## Given data
%%

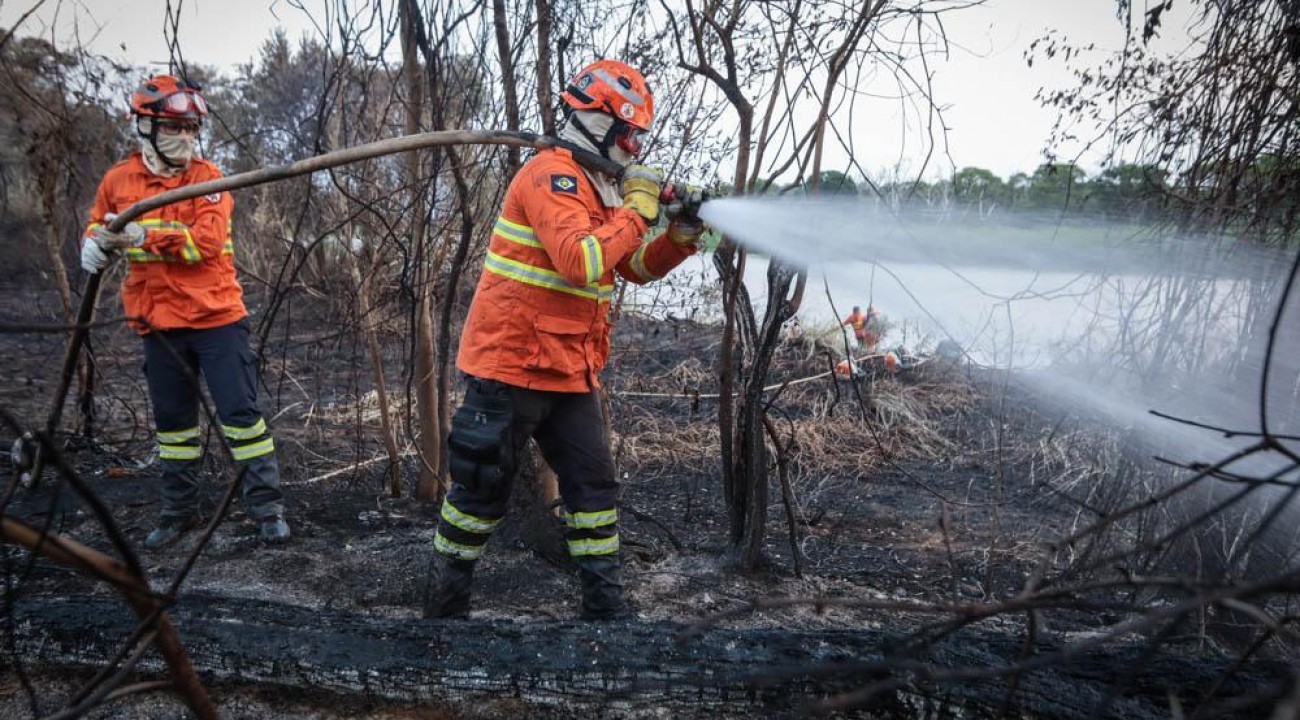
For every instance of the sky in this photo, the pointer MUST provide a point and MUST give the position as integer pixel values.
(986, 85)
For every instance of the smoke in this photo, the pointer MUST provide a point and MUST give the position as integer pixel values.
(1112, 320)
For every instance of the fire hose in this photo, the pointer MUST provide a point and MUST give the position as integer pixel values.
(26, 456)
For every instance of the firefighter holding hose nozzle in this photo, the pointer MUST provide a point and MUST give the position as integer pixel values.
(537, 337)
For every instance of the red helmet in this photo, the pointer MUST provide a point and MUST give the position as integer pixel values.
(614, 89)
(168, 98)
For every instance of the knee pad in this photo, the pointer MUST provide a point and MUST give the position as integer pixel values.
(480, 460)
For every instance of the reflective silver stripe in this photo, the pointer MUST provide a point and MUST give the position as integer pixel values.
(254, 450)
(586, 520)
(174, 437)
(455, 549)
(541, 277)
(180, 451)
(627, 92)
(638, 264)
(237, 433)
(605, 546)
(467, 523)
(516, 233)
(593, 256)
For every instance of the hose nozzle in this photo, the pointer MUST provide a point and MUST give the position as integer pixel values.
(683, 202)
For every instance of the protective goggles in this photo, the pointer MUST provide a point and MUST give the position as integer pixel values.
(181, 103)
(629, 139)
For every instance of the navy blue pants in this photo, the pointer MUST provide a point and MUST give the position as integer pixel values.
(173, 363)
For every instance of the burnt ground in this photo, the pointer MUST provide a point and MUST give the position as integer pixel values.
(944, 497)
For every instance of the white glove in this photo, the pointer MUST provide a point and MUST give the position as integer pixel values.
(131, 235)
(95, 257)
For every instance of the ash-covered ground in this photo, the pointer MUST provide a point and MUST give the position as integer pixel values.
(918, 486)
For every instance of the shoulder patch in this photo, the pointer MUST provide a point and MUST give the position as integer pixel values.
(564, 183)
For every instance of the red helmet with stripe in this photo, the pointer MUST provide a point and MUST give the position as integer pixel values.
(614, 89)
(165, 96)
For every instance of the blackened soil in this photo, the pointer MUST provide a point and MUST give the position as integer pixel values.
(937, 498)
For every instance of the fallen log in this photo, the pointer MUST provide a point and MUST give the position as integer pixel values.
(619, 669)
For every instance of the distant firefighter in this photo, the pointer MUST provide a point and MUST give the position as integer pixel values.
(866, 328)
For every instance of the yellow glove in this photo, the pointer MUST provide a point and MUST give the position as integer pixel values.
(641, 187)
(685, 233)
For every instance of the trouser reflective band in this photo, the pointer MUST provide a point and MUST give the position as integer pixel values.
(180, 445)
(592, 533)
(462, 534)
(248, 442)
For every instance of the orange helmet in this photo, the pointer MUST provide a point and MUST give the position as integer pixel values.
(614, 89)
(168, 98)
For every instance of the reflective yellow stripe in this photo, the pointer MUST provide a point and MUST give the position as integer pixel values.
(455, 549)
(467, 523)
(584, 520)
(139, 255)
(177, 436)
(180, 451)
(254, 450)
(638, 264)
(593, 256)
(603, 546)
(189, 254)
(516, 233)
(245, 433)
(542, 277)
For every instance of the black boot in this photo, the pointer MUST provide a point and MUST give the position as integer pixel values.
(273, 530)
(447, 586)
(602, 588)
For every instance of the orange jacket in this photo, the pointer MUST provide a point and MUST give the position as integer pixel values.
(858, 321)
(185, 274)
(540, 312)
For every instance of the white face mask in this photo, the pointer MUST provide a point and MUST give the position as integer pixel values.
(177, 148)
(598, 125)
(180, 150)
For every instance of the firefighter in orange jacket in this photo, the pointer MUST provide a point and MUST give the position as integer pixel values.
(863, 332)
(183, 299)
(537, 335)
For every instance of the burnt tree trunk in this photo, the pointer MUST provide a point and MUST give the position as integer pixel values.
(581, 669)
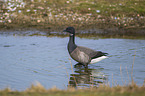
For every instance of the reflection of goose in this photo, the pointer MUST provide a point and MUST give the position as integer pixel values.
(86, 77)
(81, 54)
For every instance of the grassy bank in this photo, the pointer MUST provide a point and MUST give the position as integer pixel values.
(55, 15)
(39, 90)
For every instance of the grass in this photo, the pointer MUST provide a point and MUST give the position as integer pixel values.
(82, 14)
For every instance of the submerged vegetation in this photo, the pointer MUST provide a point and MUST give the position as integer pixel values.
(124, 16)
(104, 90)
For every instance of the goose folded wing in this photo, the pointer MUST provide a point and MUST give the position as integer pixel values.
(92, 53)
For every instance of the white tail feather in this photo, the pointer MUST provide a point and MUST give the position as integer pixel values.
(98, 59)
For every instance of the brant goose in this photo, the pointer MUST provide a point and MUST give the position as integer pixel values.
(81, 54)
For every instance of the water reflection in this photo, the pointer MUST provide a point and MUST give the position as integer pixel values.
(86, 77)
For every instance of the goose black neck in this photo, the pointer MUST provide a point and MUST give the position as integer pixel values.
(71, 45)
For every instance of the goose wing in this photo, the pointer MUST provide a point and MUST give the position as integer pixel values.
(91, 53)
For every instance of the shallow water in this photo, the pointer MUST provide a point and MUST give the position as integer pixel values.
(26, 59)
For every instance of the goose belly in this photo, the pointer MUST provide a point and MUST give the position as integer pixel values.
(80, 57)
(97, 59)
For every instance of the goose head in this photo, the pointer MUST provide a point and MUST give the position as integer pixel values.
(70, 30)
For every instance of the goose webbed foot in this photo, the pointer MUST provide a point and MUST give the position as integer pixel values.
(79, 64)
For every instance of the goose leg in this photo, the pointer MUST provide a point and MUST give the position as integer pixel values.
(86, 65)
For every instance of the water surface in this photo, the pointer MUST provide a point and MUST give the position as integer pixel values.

%%
%%

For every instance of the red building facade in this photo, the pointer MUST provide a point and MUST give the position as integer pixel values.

%%

## Your task
List each line of the items above that contains the word "wing". Case counts.

## Full solution
For every instance of the goose folded wing in this photo, the pointer MUST provide a point and MUST give the position as integer pixel values.
For every instance of the goose wing in this photo, the pointer MUST provide a point and MUST give the position as integer pixel values.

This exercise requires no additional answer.